*THE RECORDS*
────────────────────

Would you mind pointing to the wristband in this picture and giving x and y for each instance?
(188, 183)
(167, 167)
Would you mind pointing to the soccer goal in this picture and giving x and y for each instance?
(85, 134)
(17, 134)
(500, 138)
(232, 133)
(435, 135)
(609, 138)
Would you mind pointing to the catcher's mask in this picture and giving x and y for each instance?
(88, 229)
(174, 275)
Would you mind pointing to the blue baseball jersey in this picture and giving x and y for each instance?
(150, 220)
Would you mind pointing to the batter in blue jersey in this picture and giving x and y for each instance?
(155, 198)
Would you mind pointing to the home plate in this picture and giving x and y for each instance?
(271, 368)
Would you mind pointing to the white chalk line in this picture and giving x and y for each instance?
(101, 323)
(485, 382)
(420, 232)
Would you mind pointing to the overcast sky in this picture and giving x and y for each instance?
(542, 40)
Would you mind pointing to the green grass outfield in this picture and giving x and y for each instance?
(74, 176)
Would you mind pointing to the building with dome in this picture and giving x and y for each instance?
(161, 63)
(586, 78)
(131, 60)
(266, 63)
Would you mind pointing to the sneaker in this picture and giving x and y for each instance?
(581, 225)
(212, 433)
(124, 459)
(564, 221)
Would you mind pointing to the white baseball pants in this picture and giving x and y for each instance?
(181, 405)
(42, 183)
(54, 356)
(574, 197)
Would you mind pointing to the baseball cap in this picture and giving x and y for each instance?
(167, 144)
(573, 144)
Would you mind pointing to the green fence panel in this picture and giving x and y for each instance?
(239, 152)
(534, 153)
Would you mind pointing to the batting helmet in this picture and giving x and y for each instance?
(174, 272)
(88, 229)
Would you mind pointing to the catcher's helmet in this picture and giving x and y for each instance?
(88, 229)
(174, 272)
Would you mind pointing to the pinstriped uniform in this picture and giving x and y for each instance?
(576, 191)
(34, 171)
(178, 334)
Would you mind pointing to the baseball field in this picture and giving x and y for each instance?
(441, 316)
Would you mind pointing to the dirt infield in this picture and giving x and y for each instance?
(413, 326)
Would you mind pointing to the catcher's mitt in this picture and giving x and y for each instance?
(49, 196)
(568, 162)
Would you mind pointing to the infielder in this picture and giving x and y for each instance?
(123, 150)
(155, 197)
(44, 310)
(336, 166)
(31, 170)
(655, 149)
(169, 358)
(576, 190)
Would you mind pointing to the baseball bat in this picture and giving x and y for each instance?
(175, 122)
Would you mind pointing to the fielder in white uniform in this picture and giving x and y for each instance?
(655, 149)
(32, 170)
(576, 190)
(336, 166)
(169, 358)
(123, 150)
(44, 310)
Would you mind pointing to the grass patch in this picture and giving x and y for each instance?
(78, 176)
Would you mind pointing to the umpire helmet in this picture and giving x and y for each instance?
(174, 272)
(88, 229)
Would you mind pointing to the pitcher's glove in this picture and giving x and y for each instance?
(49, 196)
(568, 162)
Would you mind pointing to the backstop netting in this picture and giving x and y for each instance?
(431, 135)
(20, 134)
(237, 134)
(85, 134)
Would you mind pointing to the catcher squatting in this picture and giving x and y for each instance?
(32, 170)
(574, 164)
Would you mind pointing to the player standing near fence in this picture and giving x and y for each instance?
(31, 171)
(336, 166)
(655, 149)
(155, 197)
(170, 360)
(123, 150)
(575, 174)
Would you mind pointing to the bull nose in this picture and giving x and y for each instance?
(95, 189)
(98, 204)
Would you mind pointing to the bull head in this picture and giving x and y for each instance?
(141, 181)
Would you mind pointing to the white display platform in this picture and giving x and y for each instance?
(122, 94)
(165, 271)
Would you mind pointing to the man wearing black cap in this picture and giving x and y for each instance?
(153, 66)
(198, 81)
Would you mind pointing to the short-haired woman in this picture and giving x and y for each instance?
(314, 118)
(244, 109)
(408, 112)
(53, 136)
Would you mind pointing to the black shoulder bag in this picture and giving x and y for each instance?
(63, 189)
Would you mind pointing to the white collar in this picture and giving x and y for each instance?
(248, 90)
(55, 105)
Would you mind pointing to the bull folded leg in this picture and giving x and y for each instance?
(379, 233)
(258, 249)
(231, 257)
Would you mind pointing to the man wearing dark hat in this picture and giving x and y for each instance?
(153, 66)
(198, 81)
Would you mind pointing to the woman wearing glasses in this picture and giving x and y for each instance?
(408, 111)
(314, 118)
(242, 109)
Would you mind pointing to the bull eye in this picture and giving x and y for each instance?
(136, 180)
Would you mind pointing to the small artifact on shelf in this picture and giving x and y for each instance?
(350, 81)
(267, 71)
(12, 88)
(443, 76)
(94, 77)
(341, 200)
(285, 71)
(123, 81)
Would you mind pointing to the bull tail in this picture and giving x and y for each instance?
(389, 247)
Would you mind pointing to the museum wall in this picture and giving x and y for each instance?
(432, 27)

────────────────────

*WHAT YOU WILL DO*
Output the whole listing above again, word for word and line for line, from the first line through the last.

*EXERCISE SOLUTION*
Would you mind pointing to the wristband in this picture and giving x and y for each instance?
(188, 183)
(167, 167)
Would you mind pointing to the soccer goal in this picture and giving x and y for each instance?
(85, 134)
(17, 134)
(500, 138)
(232, 133)
(435, 135)
(609, 138)
Would you mind pointing to the catcher's mask in this picture and giving x and y for each instance?
(88, 229)
(174, 275)
Would you mind pointing to the blue baseball jersey in this picture and giving x and y for each instance?
(150, 220)
Would you mind pointing to the batter in blue jersey in this picture and giving x and y for each instance?
(155, 198)
Would you mind pointing to the home plate in this picture and giving x and y for each instance?
(271, 368)
Would you mind pointing to the white chalk line in this picture and giving x and y for each instance?
(101, 323)
(485, 382)
(420, 232)
Would you mind pointing to the overcast sky in this picture and giving x and y for each instance?
(542, 40)
Would you mind pointing to the green grass outfield in this picture and giving x and y for each instance?
(74, 176)
Would you mind pointing to the building with dome in this picture and giving x and y for each instance?
(161, 63)
(586, 78)
(131, 60)
(266, 63)
Would you mind pointing to the sneaker in this picture and giving x and y for each instance?
(581, 225)
(212, 433)
(124, 459)
(564, 221)
Would you mind pointing to the white baseball pants in this picture and giving x and y for each instance?
(181, 405)
(42, 183)
(54, 356)
(574, 197)
Would you mind pointing to the baseball cap in this picture and giving x and y for each instance?
(167, 144)
(573, 144)
Would you mind pointing to the green fence panel in this picture and giving x and y for each instance?
(239, 152)
(534, 153)
Would you mind pointing to the batting helmet in this picture and giving x and y for each instance?
(174, 272)
(88, 229)
Would you mind pointing to the catcher's helmet in this picture and giving x and y for each instance?
(88, 229)
(174, 272)
Would you mind pointing to the pinstriped uniform in this picture and giving x and y for each instance?
(576, 191)
(34, 171)
(178, 334)
Would you mind pointing to the baseball field in this picture and giving x and y for each instance?
(441, 316)
Would you mind pointing to the dirt infield in this picture and giving x and y for each instance?
(413, 326)
Would you mind pointing to the catcher's mitt in this picture and giving x and y for each instance?
(49, 196)
(568, 162)
Would you mind pointing to the infielder in this picture and giving x and y for each instance?
(123, 150)
(155, 197)
(44, 310)
(336, 166)
(31, 170)
(655, 149)
(169, 358)
(576, 190)
Would you mind pointing to the baseball bat in this picture and giving x and y for each instance?
(175, 122)
Would you mind pointing to the fielder in white uniform in this picture and giving x and y for each instance?
(655, 149)
(32, 170)
(576, 190)
(336, 166)
(169, 358)
(123, 150)
(44, 310)
Would you mind pointing to the grass patch in this picture and giving x and y for each instance?
(78, 176)
Would you mind pointing to the umpire helmet in this picture and giving x and y for each instance?
(174, 272)
(88, 229)
Would you mind pointing to the pitcher's glove in this picture and giving x and y for each instance?
(49, 196)
(568, 162)
Would you mind pointing to the backstop netting in this picture and giving x and y for each instance?
(431, 135)
(20, 134)
(237, 134)
(85, 134)
Would you mind pointing to the catcher squatting in this picture and giving x and y for each instance?
(32, 170)
(574, 164)
Would you mind pointing to the player standing near fence in this picture and giving x and y for each instance?
(31, 171)
(336, 166)
(655, 149)
(155, 197)
(170, 360)
(123, 150)
(575, 174)
Would you mind pointing to the bull nose in this picture and giving x and y for each instance?
(95, 189)
(98, 204)
Would you mind pointing to the bull head in this picture and giving x and y for each instance?
(141, 181)
Would you mind pointing to the white display platform in this picture and giving x and y for each instance?
(122, 94)
(165, 271)
Would you mind pointing to the man wearing black cap in this picture and giving x and y for each instance?
(153, 66)
(198, 81)
Would you mind pointing to the short-haired woman in this picture and giving x and y for each instance?
(314, 118)
(244, 109)
(408, 112)
(53, 136)
Would you mind pointing to the black shoulder bag in this picture and giving x and y for each instance?
(63, 189)
Would you mind pointing to the white collar in this picture and giving x and y for each instance?
(248, 90)
(55, 105)
Would you mind pointing to the bull folded leg in this picture and giving x and y for each instance?
(379, 233)
(258, 249)
(231, 257)
Would you mind pointing to the man wearing dark hat in this picture and giving x and y for each instance?
(153, 66)
(198, 81)
Would you mind pointing to the woman wearing glasses in this picture and giving x and y for each instance?
(408, 111)
(314, 118)
(242, 109)
Would you mind pointing to the bull eye in this picture and giving x and y for each instance?
(136, 180)
Would you mind pointing to the small artifact on shelf in this picture and giving x and y for each instance?
(350, 81)
(267, 71)
(12, 88)
(443, 76)
(94, 77)
(341, 200)
(285, 71)
(123, 81)
Would you mind pointing to the bull tail in this picture and giving x and y for each instance?
(389, 247)
Would you mind pointing to the museum wall in this picture and giving x and y for each instance?
(432, 27)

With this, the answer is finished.